[Opening Data to process section]

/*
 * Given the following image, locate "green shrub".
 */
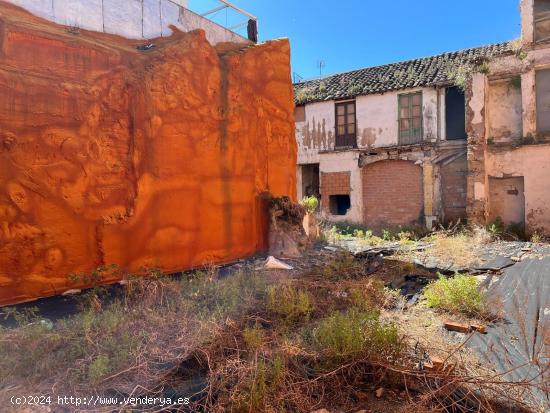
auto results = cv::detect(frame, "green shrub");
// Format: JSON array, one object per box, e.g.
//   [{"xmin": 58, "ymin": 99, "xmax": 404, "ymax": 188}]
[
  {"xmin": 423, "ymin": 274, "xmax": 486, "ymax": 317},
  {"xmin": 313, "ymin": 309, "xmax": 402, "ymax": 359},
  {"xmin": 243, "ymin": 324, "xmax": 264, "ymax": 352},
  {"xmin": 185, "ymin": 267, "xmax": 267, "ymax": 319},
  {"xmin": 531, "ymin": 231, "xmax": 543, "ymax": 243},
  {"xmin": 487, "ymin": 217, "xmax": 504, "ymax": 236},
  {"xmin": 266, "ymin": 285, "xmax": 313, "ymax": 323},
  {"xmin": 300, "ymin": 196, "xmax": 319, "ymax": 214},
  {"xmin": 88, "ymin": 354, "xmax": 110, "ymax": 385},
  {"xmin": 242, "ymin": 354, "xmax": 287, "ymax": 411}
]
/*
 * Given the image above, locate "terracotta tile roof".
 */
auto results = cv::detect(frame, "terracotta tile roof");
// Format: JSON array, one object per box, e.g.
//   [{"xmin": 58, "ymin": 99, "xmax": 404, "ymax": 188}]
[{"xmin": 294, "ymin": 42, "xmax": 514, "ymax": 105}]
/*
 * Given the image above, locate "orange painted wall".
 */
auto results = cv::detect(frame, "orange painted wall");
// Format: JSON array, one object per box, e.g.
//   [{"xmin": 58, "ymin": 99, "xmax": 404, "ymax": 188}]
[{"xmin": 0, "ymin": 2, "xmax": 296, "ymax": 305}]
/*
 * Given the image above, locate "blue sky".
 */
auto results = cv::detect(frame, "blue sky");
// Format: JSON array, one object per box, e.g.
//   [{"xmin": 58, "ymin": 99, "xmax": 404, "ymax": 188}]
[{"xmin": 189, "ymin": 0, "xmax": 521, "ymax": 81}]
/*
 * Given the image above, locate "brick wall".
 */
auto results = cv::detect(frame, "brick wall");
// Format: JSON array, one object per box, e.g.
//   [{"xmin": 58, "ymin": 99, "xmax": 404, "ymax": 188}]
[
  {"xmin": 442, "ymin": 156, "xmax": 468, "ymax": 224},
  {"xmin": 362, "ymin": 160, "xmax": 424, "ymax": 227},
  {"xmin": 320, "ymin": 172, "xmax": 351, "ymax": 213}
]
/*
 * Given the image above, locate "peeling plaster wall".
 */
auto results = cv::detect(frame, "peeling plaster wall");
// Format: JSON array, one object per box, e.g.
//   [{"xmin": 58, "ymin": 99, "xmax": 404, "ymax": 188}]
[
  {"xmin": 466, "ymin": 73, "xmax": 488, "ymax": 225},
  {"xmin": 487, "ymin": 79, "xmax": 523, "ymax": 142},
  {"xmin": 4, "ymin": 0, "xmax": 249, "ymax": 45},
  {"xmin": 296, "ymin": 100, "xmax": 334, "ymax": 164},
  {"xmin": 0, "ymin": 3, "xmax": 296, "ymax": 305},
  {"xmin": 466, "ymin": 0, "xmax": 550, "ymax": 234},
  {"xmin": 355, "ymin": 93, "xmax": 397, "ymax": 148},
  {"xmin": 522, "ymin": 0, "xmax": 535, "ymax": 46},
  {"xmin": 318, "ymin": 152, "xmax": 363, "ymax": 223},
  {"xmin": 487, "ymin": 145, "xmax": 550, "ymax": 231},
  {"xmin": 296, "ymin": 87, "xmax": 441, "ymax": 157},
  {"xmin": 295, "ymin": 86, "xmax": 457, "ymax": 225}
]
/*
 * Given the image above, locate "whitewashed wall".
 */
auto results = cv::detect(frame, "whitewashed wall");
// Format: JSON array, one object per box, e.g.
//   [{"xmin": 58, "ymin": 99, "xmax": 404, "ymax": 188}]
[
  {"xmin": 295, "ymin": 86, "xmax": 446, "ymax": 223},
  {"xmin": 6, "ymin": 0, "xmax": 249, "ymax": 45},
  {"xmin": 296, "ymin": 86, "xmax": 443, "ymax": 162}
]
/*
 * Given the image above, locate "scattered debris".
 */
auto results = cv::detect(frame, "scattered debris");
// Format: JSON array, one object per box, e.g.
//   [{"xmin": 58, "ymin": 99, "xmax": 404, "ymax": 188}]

[Closing Data to process section]

▶ [Goal of the exercise] All records are to be reproduced exactly; the pictures are to be omitted.

▶ [Response area]
/*
 * Given the following image, locate "green shrub".
 */
auto results = cv::detect(frame, "green shrub");
// Format: JSON array, one object per box, e.g.
//   [{"xmin": 58, "ymin": 99, "xmax": 404, "ymax": 188}]
[
  {"xmin": 423, "ymin": 274, "xmax": 486, "ymax": 317},
  {"xmin": 313, "ymin": 309, "xmax": 402, "ymax": 359},
  {"xmin": 243, "ymin": 324, "xmax": 264, "ymax": 352},
  {"xmin": 185, "ymin": 267, "xmax": 267, "ymax": 319},
  {"xmin": 531, "ymin": 231, "xmax": 543, "ymax": 243},
  {"xmin": 487, "ymin": 217, "xmax": 504, "ymax": 236},
  {"xmin": 266, "ymin": 285, "xmax": 313, "ymax": 323},
  {"xmin": 300, "ymin": 196, "xmax": 319, "ymax": 214},
  {"xmin": 88, "ymin": 354, "xmax": 110, "ymax": 385},
  {"xmin": 242, "ymin": 354, "xmax": 287, "ymax": 411}
]
/*
 * Given the image above, locate "terracotta tile roof".
 */
auto results = cv::detect(frame, "terracotta tile roof");
// Format: JSON array, one object per box, e.g.
//   [{"xmin": 58, "ymin": 99, "xmax": 404, "ymax": 188}]
[{"xmin": 294, "ymin": 42, "xmax": 514, "ymax": 105}]
/*
 * Given the image above, locate "orange painted wall".
 */
auto results = cv::detect(frame, "orange painted wall");
// Format: JSON array, one object per box, e.g.
//   [{"xmin": 58, "ymin": 99, "xmax": 404, "ymax": 188}]
[{"xmin": 0, "ymin": 2, "xmax": 296, "ymax": 305}]
/*
 * Given the image above, locate "blue sky".
 */
auto results = cv::detect(frame, "blue sky");
// Format: JSON array, one object per box, e.g.
//   [{"xmin": 58, "ymin": 99, "xmax": 404, "ymax": 188}]
[{"xmin": 189, "ymin": 0, "xmax": 521, "ymax": 81}]
/*
 * Given the image above, locate "brick wall".
 */
auto results = cv::detect(frame, "brick wall");
// Format: JSON array, one object per box, e.g.
//   [{"xmin": 58, "ymin": 99, "xmax": 404, "ymax": 188}]
[
  {"xmin": 442, "ymin": 156, "xmax": 468, "ymax": 224},
  {"xmin": 362, "ymin": 160, "xmax": 424, "ymax": 227},
  {"xmin": 320, "ymin": 172, "xmax": 351, "ymax": 213}
]
/*
 * Given the image above, locate "peeling plaster wall".
 */
auto results = cv::detect(frame, "peeling plaster wall");
// Format: JSON array, one object per box, e.g.
//   [{"xmin": 58, "ymin": 99, "xmax": 404, "ymax": 188}]
[
  {"xmin": 466, "ymin": 73, "xmax": 488, "ymax": 225},
  {"xmin": 487, "ymin": 79, "xmax": 523, "ymax": 142},
  {"xmin": 4, "ymin": 0, "xmax": 249, "ymax": 45},
  {"xmin": 296, "ymin": 100, "xmax": 334, "ymax": 164},
  {"xmin": 0, "ymin": 3, "xmax": 296, "ymax": 305},
  {"xmin": 466, "ymin": 0, "xmax": 550, "ymax": 234},
  {"xmin": 355, "ymin": 93, "xmax": 397, "ymax": 148},
  {"xmin": 522, "ymin": 0, "xmax": 535, "ymax": 46},
  {"xmin": 318, "ymin": 152, "xmax": 363, "ymax": 223},
  {"xmin": 487, "ymin": 145, "xmax": 550, "ymax": 231},
  {"xmin": 296, "ymin": 87, "xmax": 441, "ymax": 157},
  {"xmin": 295, "ymin": 86, "xmax": 457, "ymax": 225}
]
/*
 * Given the image above, locate "whitewashed wall".
 */
auto results = cv::detect(frame, "whitewashed wall");
// Format: JSON array, one object per box, e.g.
//   [{"xmin": 58, "ymin": 99, "xmax": 404, "ymax": 188}]
[
  {"xmin": 295, "ymin": 86, "xmax": 446, "ymax": 223},
  {"xmin": 6, "ymin": 0, "xmax": 249, "ymax": 45},
  {"xmin": 296, "ymin": 86, "xmax": 443, "ymax": 162}
]
/*
 * Given the image above, locate "scattered debris".
 */
auto results = cv::detect(frame, "scattered debris");
// Format: JSON array, one object per box, e.g.
//   [{"xmin": 58, "ymin": 99, "xmax": 404, "ymax": 188}]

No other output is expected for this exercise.